This is a storified verison of the tweets by Sandy Millinon a talk called Making trouble free corpus tasks in ten minutes by Jennie Wright @teflhelper. Hopefully there will be other tweeters attending the other corpus based talks, who will be up to the standard set by Sandy : )

IATEFL2016 Corpus Tweets 1

Making trouble free corpus tasks in ten minutes – Jennie Wright as reported by Sandy Millin

  1. Jennie Wright now in Hall 8b ‘Making trouble-free corpus tasks in ten minutes’
  2. Jennie Wright runs the TEFL helper blog: 
  3. Jennie Wright All you need to make quick corpus tasks is a good copy-paster
  4. Jennie Wright Key terms: corpus/corpora: multi-million word collections of lang, concordance lines: search term presented in middle
  5. Jennie Wright POS/grammatical tagging is tagging with noun, verb etc; KWIC is key word in the middle (was wrong before! Sorry)
  6. Jennie Wright COCA is one her business English students go back to: 
  7. #iatefl Jennie Wright This is the search for COCA. It's vey intuitive. Put a key word in the box

    Jennie Wright This is the search for COCA. It’s vey intuitive. Put a key word in the box
  8. Jennie Wright You can click KWIC to see the key word in the centre. Very fast!
  9. Jennie Wright COCA is great because it’s colour coded and the parts of speech are tagged
  10. #iatefl Jennie Wright What's the missing word? Get your concordance lines, then blank out one word

    Jennie Wright What’s the missing word? Get your concordance lines, then blank out one word
  11. Jennie Wright It’s ‘thingie’ – she wanted her students to use something other than ‘thing’ or ‘stuff’! Good for fossilised errors
  12. Jennie Wright To make it, use a screengrab or clipping tool tog et the concordance lines, then block out words you want SS to guess
  13. Jennie Wright Don’t forget to read the concordance lines before you copy and paste! Avoid accidents 🙂
  14. Jennie Wright Activity 2: collocation gamble. Focus on strong and weak collocations and lexical chunking. Good for SS misusing them
  15. #iatefl Jennie Wright. What are the two most common adjective collocations each for bitterly, deeply and sincerely?

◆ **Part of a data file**
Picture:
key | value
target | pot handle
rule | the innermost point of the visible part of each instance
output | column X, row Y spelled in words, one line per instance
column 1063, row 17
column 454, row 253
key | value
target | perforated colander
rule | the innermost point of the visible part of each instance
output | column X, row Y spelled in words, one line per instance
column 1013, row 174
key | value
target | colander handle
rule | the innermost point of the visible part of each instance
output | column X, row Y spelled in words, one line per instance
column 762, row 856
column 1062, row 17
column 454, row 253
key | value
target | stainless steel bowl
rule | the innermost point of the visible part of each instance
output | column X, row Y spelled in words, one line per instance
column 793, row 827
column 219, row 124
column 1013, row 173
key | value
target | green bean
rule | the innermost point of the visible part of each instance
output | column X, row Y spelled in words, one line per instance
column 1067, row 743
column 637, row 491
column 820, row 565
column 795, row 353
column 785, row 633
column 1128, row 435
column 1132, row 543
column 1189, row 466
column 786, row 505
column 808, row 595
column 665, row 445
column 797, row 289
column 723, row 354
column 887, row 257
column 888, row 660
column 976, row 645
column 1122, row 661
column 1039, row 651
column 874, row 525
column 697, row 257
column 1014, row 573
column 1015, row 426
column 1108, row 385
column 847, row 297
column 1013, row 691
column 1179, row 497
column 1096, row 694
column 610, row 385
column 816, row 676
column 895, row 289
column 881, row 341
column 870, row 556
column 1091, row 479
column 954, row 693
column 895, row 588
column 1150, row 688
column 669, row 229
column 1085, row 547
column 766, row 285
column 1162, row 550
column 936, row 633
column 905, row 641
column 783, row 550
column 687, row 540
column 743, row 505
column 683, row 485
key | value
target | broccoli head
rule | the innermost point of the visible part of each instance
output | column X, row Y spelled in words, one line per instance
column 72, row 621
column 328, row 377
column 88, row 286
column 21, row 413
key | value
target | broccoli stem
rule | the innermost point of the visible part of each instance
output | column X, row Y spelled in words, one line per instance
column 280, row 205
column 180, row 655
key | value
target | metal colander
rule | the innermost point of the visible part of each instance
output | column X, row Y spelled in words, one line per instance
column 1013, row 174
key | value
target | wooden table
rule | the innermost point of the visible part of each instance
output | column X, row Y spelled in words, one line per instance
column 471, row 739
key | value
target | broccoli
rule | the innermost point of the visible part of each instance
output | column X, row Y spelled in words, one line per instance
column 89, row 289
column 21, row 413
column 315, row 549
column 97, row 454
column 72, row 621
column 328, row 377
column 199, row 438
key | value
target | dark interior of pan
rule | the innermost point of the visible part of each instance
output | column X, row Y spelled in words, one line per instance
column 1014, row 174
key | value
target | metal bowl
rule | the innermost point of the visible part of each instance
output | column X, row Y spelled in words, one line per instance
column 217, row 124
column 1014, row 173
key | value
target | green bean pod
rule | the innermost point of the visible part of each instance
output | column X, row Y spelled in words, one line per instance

◆ **THE EXERCISE**
Transcribe everything in the corpus tasks tweets from "Making trouble free corpus tasks in ten minutes –" down to "wrong before! Sorry)", keeping every character unchanged. Rely only on the corpus tasks tweets, not on the rows.

◆ **ANSWER FOR THE TASK**
Making trouble free corpus tasks in ten minutes – Jennie Wright as reported by Sandy Millin

  1. Jennie Wright now in Hall 8b ‘Making trouble-free corpus tasks in ten minutes’
  2. Jennie Wright runs the TEFL helper blog: 
  3. Jennie Wright All you need to make quick corpus tasks is a good copy-paster
  4. Jennie Wright Key terms: corpus/corpora: multi-million word collections of lang, concordance lines: search term presented in middle
  5. Jennie Wright POS/grammatical tagging is tagging with noun, verb etc; KWIC is key word in the middle (was wrong before! Sorry)